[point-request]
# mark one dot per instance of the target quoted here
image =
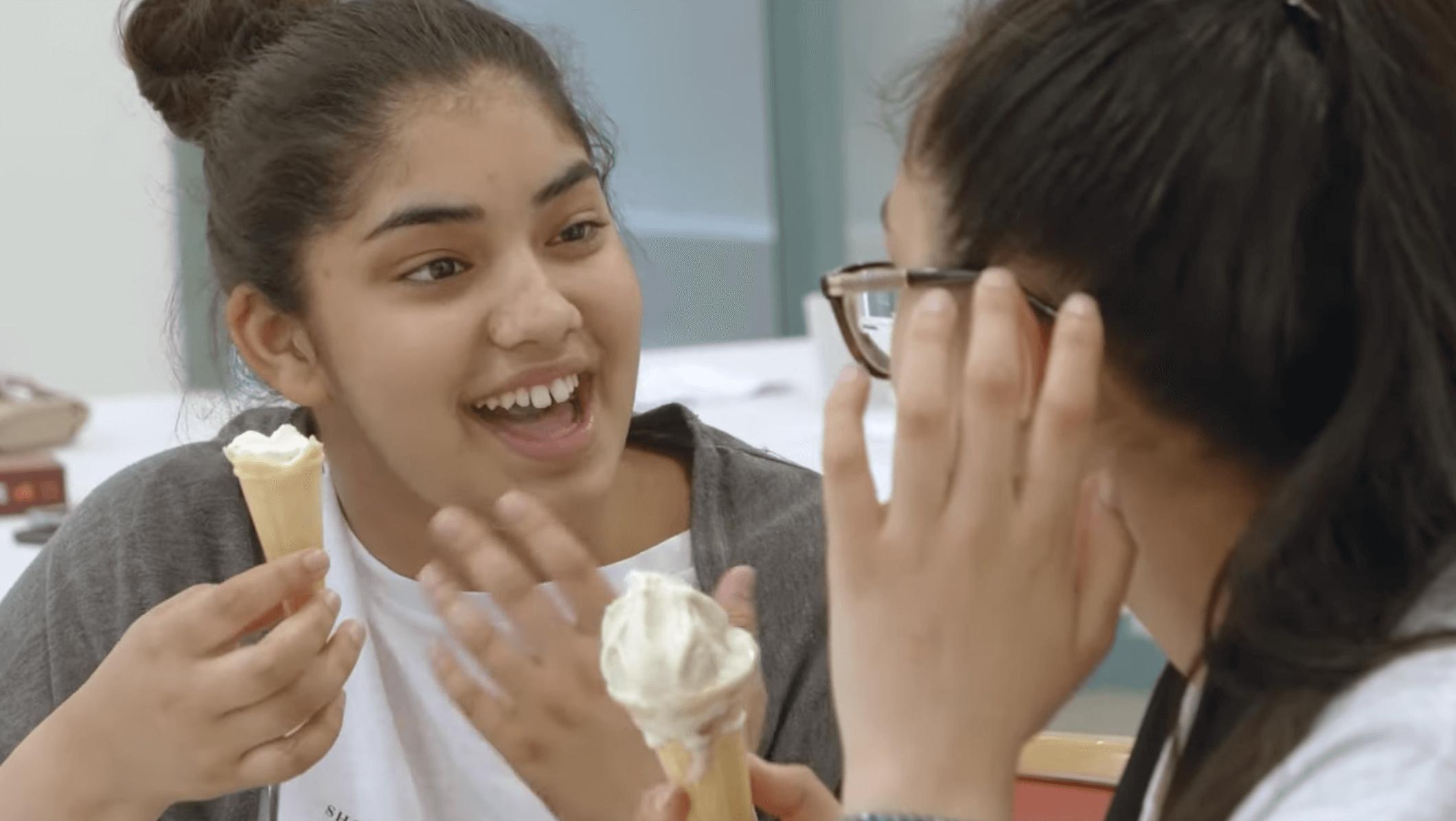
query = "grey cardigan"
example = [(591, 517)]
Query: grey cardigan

━━━━━━━━━━━━━━━━━━━━━━━━━━━━━━

Scan the records above for the word "grey". Show each line in which it appears.

query = "grey cardigan"
Query: grey cardigan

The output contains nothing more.